----- Provided records -----

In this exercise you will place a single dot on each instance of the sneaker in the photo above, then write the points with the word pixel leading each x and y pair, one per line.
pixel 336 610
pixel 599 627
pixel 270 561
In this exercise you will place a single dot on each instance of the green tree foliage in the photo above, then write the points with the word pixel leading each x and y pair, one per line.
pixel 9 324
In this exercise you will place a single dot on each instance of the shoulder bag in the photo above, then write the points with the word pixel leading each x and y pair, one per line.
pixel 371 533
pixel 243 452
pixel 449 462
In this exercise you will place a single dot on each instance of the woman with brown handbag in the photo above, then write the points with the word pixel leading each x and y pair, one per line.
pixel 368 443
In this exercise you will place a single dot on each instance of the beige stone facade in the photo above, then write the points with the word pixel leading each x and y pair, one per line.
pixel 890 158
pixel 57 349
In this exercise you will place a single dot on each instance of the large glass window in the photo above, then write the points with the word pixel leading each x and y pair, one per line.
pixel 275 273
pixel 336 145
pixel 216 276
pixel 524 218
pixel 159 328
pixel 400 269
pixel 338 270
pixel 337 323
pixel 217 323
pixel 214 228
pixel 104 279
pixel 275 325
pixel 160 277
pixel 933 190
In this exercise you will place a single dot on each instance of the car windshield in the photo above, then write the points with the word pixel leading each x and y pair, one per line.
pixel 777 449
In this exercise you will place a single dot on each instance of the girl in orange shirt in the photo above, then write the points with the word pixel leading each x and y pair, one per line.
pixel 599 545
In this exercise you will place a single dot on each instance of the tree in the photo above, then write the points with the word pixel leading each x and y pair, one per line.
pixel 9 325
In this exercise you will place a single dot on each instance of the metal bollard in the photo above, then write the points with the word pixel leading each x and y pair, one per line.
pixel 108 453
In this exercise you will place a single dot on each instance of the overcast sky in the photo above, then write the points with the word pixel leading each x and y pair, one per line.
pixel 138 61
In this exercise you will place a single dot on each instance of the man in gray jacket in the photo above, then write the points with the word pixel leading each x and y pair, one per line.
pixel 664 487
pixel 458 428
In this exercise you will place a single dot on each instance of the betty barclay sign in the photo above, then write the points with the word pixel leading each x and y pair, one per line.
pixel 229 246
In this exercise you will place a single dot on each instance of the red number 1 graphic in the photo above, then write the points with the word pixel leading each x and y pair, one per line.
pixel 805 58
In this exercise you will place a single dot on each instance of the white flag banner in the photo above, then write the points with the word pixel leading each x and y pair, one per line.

-----

▶ Given exercise
Reproduce every line of the data above verbatim, character for character, in the original order.

▶ Complete answer
In this exercise you will place a single dot on each instance of the sneaker in the photo above, then write the points with the word pixel leading each x and y pair, one per line.
pixel 336 610
pixel 599 627
pixel 270 561
In this exercise you will place a single dot on each instance of the green tree foliage in the photo above, then write the points with the word pixel leading each x and y pair, one per line.
pixel 9 324
In this exercise you will place a single dot on each instance of the shoulder bag in the photo above, then write the points with the word pixel leading each x and y pair, one per line.
pixel 371 533
pixel 243 452
pixel 449 462
In this exercise you will place a single dot on each instance of the woman with brown handbag in the photo above, then write the points with the word pixel leading each x and y pair, one per line.
pixel 368 443
In this exercise you will place a single dot on each instance of the beige stone facade in the photo above, then write the points with the word pixel leading each x and y pair, one per line.
pixel 890 158
pixel 57 349
In this exercise you will place a single dot on each instance of the large glass window in the photo above, then write the points with the word pixel leading each x and y pair, one per line.
pixel 275 273
pixel 336 145
pixel 216 276
pixel 524 218
pixel 159 328
pixel 400 269
pixel 338 270
pixel 337 323
pixel 217 323
pixel 214 228
pixel 104 279
pixel 275 325
pixel 160 277
pixel 933 190
In this exercise you will place a single dot on each instance of the car windshield in the photo above, then write the points with the word pixel leading each x and y pair, one per line.
pixel 777 449
In this exercise you will place a single dot on each instance of the girl in orange shirt in the photo above, then write the points with the word pixel leading each x and y pair, one per line.
pixel 599 545
In this exercise you will place a single dot on each instance of the tree in the photo above, then write the points with the word pixel leading each x and y pair, one per line.
pixel 9 325
In this exercise you will place a single dot on each instance of the metal bollard in the photo above, then write the points with the word pixel leading each x and y pair, one per line.
pixel 108 453
In this exercise you will place a single dot on each instance of the overcast sky in the photo above, then write the points with the word pixel leading each x and y pair, one per line.
pixel 138 61
In this exercise you will place a single dot on each instance of the man in gray jacket in the photo above, then write the points with the word pixel leading each x and y pair, one per line.
pixel 664 487
pixel 458 428
In this exercise you will place a single dot on each instance of the betty barclay sign in the photo above, then write the points with the word pixel leading each x and y pair, one per line.
pixel 229 246
In this exercise you will place a single dot on each instance of the red number 1 graphic in the photo above, then write the points with the word pixel leading each x and y pair, one per line.
pixel 805 58
In this exercise you will place a single dot on each instance of the white flag banner in the photo above, then write the points with the word pixel leading each x and y pair, one per line.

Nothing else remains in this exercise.